* **Work instructions**
Swap "pale" for "light" in the data from the line with "Q: Can you identify the bounding box of the duck reflection" up to and including the line with "[205,106,231,114]". Return only those lines, with nothing else altered.

* **Rows**
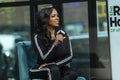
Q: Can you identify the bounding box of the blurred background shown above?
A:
[0,0,112,80]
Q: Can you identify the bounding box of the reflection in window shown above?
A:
[0,6,30,80]
[63,2,88,36]
[63,2,90,80]
[0,0,29,3]
[94,0,111,80]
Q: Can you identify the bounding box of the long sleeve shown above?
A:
[55,34,73,66]
[34,34,55,60]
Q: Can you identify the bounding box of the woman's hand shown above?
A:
[39,62,55,69]
[54,34,66,45]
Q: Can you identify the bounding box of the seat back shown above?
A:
[16,41,86,80]
[17,41,37,80]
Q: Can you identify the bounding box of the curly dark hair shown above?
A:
[33,7,54,37]
[32,7,55,46]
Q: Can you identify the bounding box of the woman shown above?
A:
[30,7,77,80]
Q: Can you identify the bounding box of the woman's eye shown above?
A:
[51,15,55,17]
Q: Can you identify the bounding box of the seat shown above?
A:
[16,41,86,80]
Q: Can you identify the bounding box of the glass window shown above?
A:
[63,2,90,80]
[93,0,111,80]
[0,6,30,80]
[38,4,52,11]
[0,0,29,3]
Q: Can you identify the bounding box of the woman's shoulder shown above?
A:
[56,29,67,35]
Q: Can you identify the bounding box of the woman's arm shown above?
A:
[55,35,73,66]
[34,34,55,60]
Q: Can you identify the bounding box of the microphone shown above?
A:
[57,30,65,37]
[57,30,65,43]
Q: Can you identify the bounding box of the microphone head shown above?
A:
[57,30,65,36]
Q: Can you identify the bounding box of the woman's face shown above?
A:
[49,9,59,27]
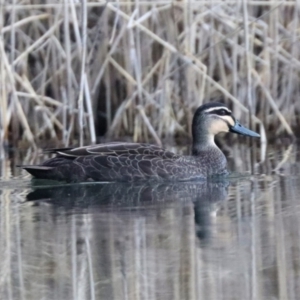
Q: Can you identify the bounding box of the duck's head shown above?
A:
[192,102,260,146]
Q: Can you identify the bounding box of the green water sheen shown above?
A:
[0,145,300,300]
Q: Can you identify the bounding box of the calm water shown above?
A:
[0,145,300,300]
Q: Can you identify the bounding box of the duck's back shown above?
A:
[24,143,226,182]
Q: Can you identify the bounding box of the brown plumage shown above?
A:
[22,102,259,182]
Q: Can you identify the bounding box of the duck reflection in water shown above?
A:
[27,179,229,243]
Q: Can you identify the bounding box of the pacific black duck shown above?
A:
[22,102,260,182]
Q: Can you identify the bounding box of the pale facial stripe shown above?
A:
[218,116,235,126]
[205,106,231,114]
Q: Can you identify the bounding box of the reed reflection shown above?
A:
[27,179,229,241]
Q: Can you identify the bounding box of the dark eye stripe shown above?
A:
[208,108,231,116]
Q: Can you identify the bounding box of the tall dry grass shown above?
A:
[0,0,300,146]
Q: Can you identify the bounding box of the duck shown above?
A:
[20,102,260,183]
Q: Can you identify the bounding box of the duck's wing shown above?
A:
[47,142,178,159]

* **Solution below**
Q: Can you identify the bounding box of the duck reflection in water shown above?
A:
[27,179,229,243]
Q: Can you identify the bounding box of the pacific black duck shown above?
A:
[22,102,260,182]
Q: Can you identify the bounding box of the light facial stripe shown above?
A:
[218,116,235,126]
[205,106,231,114]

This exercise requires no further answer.